- **Source document**
+ + +
Do you ever wonder what God wants out of your life? Why did he create you?
Los Angeles Archbishop Jose H. Gomez recently wrote, “We are all born to be saints.”
Yet, we might be reluctant to believe this because of misconceptions of what it means to be a saint.
“Saints are not ‘extraordinary’ people — they are not like ‘extraterrestrials’ who come down to earth,” Archbishop Gomez said. “Too many people think like that — and it gets in the way of helping them to see what God wants with our lives.”
I have been reading “Ablaze: Stories of Daring Teen Saints,” where author Colleen Swaim examines the lives of eight young men and women who were on fire with the Holy Spirit. The story of Blessed Chiara “Luce” Badano caught my attention.
Chiara was born on Oct. 29, 1971, in a mountain town near Savona, Italy. Her parents, Ruggero and Maria Theresa, prayed for 11 years to have a child.
Chiara liked to sing, dance and play tennis. But she knew from an early age that God was always present.
Growing up, her parents showed her love and the Catholic faith. Following Jesus gave her life meaning. When she was 9 years old, she became involved with Focolare, a Gospel-based international movement recognized by the Catholic Church. At 12, she wrote to Focolare’s founder saying, “I must learn to trust Jesus more, to believe in his immense love.”
Chiara was full of life and had a generous and lively personality. She experienced some hardships, like moving to a different city, teasing from classmates and even failing some classes at school.
+ + +
- **Directions**
A. Translate this sentence from the article on Chiara Badano into Spanish: "Chiara liked to sing, dance and play tennis."
B. Reproduce word for word the part of the article on Chiara Badano between "Los Angeles Archbishop" and "have a child.", inclusive.
C. Rewrite the paragraph of the article on Chiara Badano that begins "Growing up, her parents" as a short bulleted list that keeps its main facts.
The data that follows is not needed for any of this work.

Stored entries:
+ + +
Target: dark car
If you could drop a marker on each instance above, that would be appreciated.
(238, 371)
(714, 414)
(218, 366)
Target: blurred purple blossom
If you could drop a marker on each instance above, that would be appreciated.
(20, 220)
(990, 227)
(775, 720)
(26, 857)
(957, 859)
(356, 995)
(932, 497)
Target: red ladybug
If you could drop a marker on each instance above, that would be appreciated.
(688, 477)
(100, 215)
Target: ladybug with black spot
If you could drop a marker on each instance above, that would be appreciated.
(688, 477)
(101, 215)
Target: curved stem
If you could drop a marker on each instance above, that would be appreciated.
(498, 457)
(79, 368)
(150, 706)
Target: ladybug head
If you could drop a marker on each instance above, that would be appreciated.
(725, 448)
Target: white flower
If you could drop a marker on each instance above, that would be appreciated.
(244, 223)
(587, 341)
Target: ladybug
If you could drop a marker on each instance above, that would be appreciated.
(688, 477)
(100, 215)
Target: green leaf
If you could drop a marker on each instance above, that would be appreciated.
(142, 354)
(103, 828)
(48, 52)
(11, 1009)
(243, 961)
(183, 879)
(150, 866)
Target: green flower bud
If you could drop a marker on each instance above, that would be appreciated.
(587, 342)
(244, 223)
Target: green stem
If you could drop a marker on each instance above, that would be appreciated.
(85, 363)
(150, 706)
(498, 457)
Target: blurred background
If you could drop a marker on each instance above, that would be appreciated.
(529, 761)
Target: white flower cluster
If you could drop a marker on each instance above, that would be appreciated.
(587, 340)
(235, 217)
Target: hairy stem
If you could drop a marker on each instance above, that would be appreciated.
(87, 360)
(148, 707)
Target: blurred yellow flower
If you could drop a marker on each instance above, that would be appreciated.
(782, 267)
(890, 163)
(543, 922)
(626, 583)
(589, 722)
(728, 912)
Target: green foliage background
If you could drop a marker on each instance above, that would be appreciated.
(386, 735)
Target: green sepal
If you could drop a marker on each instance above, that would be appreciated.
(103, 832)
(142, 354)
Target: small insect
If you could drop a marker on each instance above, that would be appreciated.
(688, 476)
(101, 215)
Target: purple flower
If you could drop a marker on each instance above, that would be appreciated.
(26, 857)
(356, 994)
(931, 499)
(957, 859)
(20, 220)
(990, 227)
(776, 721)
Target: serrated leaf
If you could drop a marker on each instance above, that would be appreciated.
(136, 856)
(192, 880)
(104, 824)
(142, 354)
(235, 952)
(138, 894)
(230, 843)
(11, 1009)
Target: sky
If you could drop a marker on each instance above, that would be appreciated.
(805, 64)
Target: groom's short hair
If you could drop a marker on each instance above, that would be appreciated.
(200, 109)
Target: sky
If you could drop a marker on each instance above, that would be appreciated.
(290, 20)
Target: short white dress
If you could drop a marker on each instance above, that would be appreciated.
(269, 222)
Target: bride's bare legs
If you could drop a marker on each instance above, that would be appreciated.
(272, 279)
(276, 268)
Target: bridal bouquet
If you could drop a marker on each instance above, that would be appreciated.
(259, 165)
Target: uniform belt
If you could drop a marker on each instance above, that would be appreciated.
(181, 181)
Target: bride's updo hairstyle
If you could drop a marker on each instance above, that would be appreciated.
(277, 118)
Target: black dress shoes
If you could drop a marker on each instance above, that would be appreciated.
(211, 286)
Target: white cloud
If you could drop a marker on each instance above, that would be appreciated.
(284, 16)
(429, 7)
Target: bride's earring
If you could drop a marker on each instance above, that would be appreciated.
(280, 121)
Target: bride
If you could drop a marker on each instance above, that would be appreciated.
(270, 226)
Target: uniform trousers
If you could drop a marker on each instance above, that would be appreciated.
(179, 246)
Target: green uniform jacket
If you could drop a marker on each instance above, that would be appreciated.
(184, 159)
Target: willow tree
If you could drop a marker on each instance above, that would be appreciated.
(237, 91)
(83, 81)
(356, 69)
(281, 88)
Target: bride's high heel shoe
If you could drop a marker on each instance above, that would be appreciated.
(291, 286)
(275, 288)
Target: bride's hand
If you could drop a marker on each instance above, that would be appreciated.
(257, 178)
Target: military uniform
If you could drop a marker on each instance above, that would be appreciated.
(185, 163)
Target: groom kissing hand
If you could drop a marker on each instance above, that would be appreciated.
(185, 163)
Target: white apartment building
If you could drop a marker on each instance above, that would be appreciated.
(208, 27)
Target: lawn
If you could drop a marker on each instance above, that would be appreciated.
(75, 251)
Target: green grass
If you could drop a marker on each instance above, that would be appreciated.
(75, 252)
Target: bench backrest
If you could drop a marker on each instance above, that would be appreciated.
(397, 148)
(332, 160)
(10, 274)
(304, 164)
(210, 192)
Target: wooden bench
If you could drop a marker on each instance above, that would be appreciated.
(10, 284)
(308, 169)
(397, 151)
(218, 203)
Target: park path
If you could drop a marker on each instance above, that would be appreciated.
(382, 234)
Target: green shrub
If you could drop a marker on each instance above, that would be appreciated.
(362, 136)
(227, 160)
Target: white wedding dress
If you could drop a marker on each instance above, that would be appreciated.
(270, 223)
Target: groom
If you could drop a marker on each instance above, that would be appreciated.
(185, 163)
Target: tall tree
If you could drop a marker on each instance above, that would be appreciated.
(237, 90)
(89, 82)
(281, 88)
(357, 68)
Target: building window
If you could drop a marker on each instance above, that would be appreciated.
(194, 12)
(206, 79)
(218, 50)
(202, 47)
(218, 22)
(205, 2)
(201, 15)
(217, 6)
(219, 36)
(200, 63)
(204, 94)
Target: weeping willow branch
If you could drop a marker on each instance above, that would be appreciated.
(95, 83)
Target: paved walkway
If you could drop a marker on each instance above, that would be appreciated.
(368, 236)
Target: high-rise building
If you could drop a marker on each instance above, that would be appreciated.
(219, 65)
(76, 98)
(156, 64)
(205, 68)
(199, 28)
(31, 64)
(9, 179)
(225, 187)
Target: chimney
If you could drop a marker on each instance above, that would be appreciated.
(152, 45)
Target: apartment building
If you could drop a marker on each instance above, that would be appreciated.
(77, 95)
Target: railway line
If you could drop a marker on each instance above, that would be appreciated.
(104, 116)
+ + +
- **Task-by-task answers**
A. A Chiara le gustaba cantar, bailar y jugar al tenis.

B.
Los Angeles Archbishop Jose H. Gomez recently wrote, “We are all born to be saints.”
Yet, we might be reluctant to believe this because of misconceptions of what it means to be a saint.
“Saints are not ‘extraordinary’ people — they are not like ‘extraterrestrials’ who come down to earth,” Archbishop Gomez said. “Too many people think like that — and it gets in the way of helping them to see what God wants with our lives.”
I have been reading “Ablaze: Stories of Daring Teen Saints,” where author Colleen Swaim examines the lives of eight young men and women who were on fire with the Holy Spirit. The story of Blessed Chiara “Luce” Badano caught my attention.
Chiara was born on Oct. 29, 1971, in a mountain town near Savona, Italy. Her parents, Ruggero and Maria Theresa, prayed for 11 years to have a child.

C.
- Chiara's parents raised her with love and the Catholic faith.
- Following Jesus gave her life meaning.
- At age 9, she joined Focolare, a Gospel-based international movement recognized by the Catholic Church.
- At 12, she wrote to Focolare's founder: "I must learn to trust Jesus more, to believe in his immense love."